Give the listing back in full, exactly as written, with the pictures removed.

**Task inputs**
______
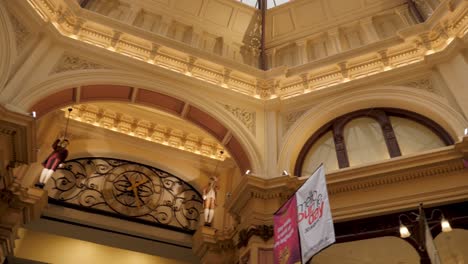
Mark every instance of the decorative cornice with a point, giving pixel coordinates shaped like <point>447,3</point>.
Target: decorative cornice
<point>424,84</point>
<point>443,162</point>
<point>73,63</point>
<point>157,133</point>
<point>413,45</point>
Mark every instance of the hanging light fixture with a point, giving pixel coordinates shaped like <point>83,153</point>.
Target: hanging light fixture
<point>444,223</point>
<point>404,232</point>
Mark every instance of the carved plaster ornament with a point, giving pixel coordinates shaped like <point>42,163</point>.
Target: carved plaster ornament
<point>248,118</point>
<point>74,63</point>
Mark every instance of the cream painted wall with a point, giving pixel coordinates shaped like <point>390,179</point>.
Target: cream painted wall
<point>369,251</point>
<point>63,250</point>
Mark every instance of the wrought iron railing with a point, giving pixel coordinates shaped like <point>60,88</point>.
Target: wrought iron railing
<point>127,190</point>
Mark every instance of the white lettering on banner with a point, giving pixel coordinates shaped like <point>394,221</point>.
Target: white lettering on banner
<point>314,215</point>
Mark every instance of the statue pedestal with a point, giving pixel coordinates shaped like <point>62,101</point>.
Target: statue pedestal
<point>212,247</point>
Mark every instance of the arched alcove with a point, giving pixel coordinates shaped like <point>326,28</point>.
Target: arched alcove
<point>166,103</point>
<point>398,97</point>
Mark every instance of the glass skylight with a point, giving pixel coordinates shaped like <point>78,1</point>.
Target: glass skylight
<point>270,3</point>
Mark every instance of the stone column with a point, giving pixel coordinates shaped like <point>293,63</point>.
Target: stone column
<point>302,51</point>
<point>334,36</point>
<point>165,24</point>
<point>454,73</point>
<point>197,35</point>
<point>271,60</point>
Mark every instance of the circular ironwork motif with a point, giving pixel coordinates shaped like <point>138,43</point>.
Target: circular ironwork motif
<point>132,190</point>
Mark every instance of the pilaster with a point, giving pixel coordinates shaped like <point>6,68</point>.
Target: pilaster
<point>213,247</point>
<point>302,51</point>
<point>334,36</point>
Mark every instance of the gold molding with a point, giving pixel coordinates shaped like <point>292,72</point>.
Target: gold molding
<point>414,45</point>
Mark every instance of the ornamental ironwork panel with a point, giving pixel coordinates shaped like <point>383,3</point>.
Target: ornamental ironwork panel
<point>127,190</point>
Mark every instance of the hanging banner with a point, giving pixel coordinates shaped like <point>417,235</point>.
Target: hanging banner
<point>286,248</point>
<point>430,246</point>
<point>315,221</point>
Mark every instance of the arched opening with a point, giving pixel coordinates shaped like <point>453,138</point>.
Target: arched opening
<point>370,135</point>
<point>166,103</point>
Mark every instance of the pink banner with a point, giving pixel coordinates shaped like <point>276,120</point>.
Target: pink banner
<point>286,249</point>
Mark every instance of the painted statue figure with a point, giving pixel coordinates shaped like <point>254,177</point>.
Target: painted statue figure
<point>209,198</point>
<point>53,161</point>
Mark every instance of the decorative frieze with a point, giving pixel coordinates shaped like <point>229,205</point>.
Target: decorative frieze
<point>74,63</point>
<point>424,84</point>
<point>144,129</point>
<point>411,48</point>
<point>248,118</point>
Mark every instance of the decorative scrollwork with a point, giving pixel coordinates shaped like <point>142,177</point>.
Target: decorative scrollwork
<point>123,188</point>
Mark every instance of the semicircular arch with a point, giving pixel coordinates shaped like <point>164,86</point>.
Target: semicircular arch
<point>399,97</point>
<point>108,85</point>
<point>7,46</point>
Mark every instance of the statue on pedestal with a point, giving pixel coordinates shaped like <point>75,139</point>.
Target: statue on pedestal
<point>53,161</point>
<point>209,198</point>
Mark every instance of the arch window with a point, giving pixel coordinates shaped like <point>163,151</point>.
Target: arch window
<point>367,136</point>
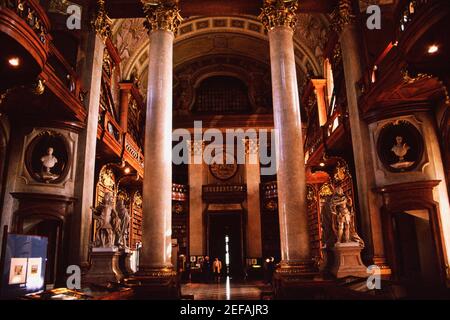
______
**Expected output**
Mark every instance of the decorative cornice with a point, giving pixel coordinates shaped like <point>447,3</point>.
Target: decorative cornice
<point>424,84</point>
<point>443,162</point>
<point>73,63</point>
<point>157,133</point>
<point>413,45</point>
Mark every instance of the hanging light fixture with a point, giving pixel coordinates shaped like <point>83,153</point>.
Target: hanging light fixture
<point>444,223</point>
<point>404,232</point>
Mark every instance of the carved plaster ornament with a point, giving pixel coordinates shaped like <point>42,163</point>.
Target: carved plaster ornament
<point>248,118</point>
<point>74,63</point>
Mark every instance of the cream painted wall with a point, giving pixel coordinates shaped like <point>390,179</point>.
Target: cream painted wall
<point>369,251</point>
<point>63,250</point>
Mark every instance of the wrought iron railing with a point, giving pixel coordinates shaped like <point>60,88</point>.
Target: wrought iron railing
<point>127,190</point>
Mark every instance of the white lettering on banner with a point, giving pixel coordinates shaped like <point>394,221</point>.
Target: white lettering on banner
<point>314,215</point>
Mark every instance of the statue pedestal with a point, giving pixel coordinates shaped like <point>62,101</point>.
Target: statue pedestal
<point>212,247</point>
Mark every instance of the arched alcove with a point, giving pixel coordinates shaped like <point>326,28</point>.
Target: arched alcove
<point>166,103</point>
<point>398,97</point>
Mark every instance of the glass skylight with a point, giving pixel coordinates shaped like <point>78,1</point>.
Target: glass skylight
<point>270,3</point>
Mark every instance of the stone column with a point, giving pixel coordinates shaped like <point>293,63</point>.
Target: stone column
<point>302,51</point>
<point>334,36</point>
<point>165,24</point>
<point>454,73</point>
<point>197,35</point>
<point>271,60</point>
Mark every instance of the circular ironwork motif with a point, giving pixel coordinates shaped like <point>138,43</point>.
Target: circular ironwork motif
<point>132,190</point>
Mark every instance of the pilaster with a point, giving pixel coordinates shaped like <point>6,68</point>.
Target: pilaster
<point>213,247</point>
<point>302,51</point>
<point>334,36</point>
Mark every instance of the gold molding with a point, giving pixel coordinates shaped like <point>292,72</point>.
Target: gold molding
<point>414,45</point>
Mark every instance of the ornamental ironwork panel with a point, giving pixel coordinates shaped like <point>383,3</point>.
Target: ornamental ironwork panel
<point>127,190</point>
Mark every instance of the hanging banner with a point, giving pixel coordinates shaped like <point>417,235</point>.
Target: hanging banner
<point>286,248</point>
<point>430,246</point>
<point>315,221</point>
Mark every instance of the arched opening with a point, giving pixel coordinates shaped like <point>453,138</point>.
Target: arched opening
<point>370,135</point>
<point>166,103</point>
Mark every instance of the pink banner with a point, giving pixel coordinates shaped like <point>276,120</point>.
Target: pink banner
<point>286,249</point>
Mark every instance of the painted statue figure with a point, giving pixel coordinates shaped like <point>254,177</point>.
Target: painted statue figure
<point>209,198</point>
<point>53,161</point>
Mark every instance of the decorative frieze with a point, giving pixel coordinates shaped like <point>229,205</point>.
Target: decorative frieze
<point>74,63</point>
<point>424,84</point>
<point>144,129</point>
<point>411,48</point>
<point>248,118</point>
Mark every instance of the decorative scrollwork with a point, giving pixel coordinates shaped like <point>142,177</point>.
Target: decorative scrollwork
<point>123,188</point>
Mark every instance of the semicircular arch with a point, giving pixel coordinates shaped like <point>164,86</point>.
Target: semicircular arch
<point>399,97</point>
<point>108,85</point>
<point>7,46</point>
Mark every instance of the statue on pedestal with a point, giving pixel coordinates shaped like <point>75,139</point>.
Target: statue on pedestal
<point>53,161</point>
<point>209,198</point>
Mark every instance of the arch window with a point, giving pixel coordinates shaped like <point>163,151</point>.
Target: arch window
<point>367,136</point>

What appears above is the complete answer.